#### [Estratto selezionato]
La legge sugli incentivi alle aziende che assumono donne non si applica alla Calabria, che pure ha un tasso di occupazione femminile al 31 per cento. Un caso che deve servire da monito per il futuro. Se gli indicatori utilizzati per ripartire gli stanziamenti per le politiche sociali e del lavoro si basano solo sulla disoccupazione, in alcune fasi potrebbero essere penalizzati proprio i segmenti più deboli sul mercato del lavoro. Costruire o individuare l’indicatore adeguato a misurare un fenomeno è difficile, ancora più complesso è costruirne uno sensibile al genere.

L’Italia è un paese che per le donne presenta ancora barriere elevate all’accesso al lavoro. Particolarmente critica è la situazione del Mezzogiorno. Qui i tassi di occupazione femminili superano di poco il 30 per cento, un’incidenza pari a circa la metà di quella degli uomini residenti in queste stesse regioni. Peraltro, i tassi di occupazione italiani riflettono i vincoli dettati dal ruolo ricoperto dalle donne all’interno della famiglia: si passa dall’83,8 per cento per le single da 35 a 44 anni al 56,4 per cento e delle donne in coppia con figli, fino al 38,8 per cento delle donne in coppia con tre figli o più.

IL CASO DELLA CALABRIA

Già dallo scorso anno scorso sono stati previsti incentivi per le imprese che avessero assunto donne. Ma la legge si applica soltanto alle aree definite “svantaggiate” a livello europeo: in base al regolamento n. 2204/2002 della Commissione europea è “svantaggiata” la regione in cui il tasso medio di disoccupazione superi il 100 per cento della media comunitaria da almeno due anni e dove la disoccupazione femminile abbia superato il 150 per cento del tasso di disoccupazione maschile dell’area considerata in almeno due degli ultimi tre anni.

#### [Voci]
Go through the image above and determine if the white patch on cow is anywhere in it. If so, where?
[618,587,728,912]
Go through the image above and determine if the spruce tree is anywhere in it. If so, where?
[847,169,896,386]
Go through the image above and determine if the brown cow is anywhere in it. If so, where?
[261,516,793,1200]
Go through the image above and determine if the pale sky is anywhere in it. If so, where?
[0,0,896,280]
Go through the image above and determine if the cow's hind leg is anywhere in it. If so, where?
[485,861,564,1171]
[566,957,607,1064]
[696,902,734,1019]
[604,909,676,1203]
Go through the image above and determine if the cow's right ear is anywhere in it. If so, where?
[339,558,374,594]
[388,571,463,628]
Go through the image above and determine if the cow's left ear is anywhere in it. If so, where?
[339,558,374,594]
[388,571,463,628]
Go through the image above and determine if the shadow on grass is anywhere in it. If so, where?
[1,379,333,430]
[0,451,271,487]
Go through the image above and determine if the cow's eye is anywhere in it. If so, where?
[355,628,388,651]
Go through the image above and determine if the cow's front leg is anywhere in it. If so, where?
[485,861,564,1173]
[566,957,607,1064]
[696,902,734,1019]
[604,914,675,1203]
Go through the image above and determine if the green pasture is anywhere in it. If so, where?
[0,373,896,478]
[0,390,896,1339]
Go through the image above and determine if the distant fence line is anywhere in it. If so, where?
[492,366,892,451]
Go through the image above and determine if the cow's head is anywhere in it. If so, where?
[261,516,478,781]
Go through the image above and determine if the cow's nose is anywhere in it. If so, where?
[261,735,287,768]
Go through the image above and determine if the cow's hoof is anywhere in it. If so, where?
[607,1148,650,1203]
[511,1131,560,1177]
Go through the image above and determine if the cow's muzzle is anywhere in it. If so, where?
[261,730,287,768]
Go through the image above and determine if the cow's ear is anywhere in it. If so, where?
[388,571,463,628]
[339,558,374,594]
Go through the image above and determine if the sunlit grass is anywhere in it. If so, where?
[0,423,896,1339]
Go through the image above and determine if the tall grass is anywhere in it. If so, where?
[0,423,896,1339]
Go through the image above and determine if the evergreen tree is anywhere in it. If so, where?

#### [Il tuo compito]
Trascrivi per intero l'estratto sull'occupazione femminile e sugli incentivi alle assunzioni, riproducendolo parola per parola. L'elenco non ha alcun ruolo in ciò che viene chiesto.

#### [Soluzione]
La legge sugli incentivi alle aziende che assumono donne non si applica alla Calabria, che pure ha un tasso di occupazione femminile al 31 per cento. Un caso che deve servire da monito per il futuro. Se gli indicatori utilizzati per ripartire gli stanziamenti per le politiche sociali e del lavoro si basano solo sulla disoccupazione, in alcune fasi potrebbero essere penalizzati proprio i segmenti più deboli sul mercato del lavoro. Costruire o individuare l’indicatore adeguato a misurare un fenomeno è difficile, ancora più complesso è costruirne uno sensibile al genere.

L’Italia è un paese che per le donne presenta ancora barriere elevate all’accesso al lavoro. Particolarmente critica è la situazione del Mezzogiorno. Qui i tassi di occupazione femminili superano di poco il 30 per cento, un’incidenza pari a circa la metà di quella degli uomini residenti in queste stesse regioni. Peraltro, i tassi di occupazione italiani riflettono i vincoli dettati dal ruolo ricoperto dalle donne all’interno della famiglia: si passa dall’83,8 per cento per le single da 35 a 44 anni al 56,4 per cento e delle donne in coppia con figli, fino al 38,8 per cento delle donne in coppia con tre figli o più.

IL CASO DELLA CALABRIA

Già dallo scorso anno scorso sono stati previsti incentivi per le imprese che avessero assunto donne. Ma la legge si applica soltanto alle aree definite “svantaggiate” a livello europeo: in base al regolamento n. 2204/2002 della Commissione europea è “svantaggiata” la regione in cui il tasso medio di disoccupazione superi il 100 per cento della media comunitaria da almeno due anni e dove la disoccupazione femminile abbia superato il 150 per cento del tasso di disoccupazione maschile dell’area considerata in almeno due degli ultimi tre anni.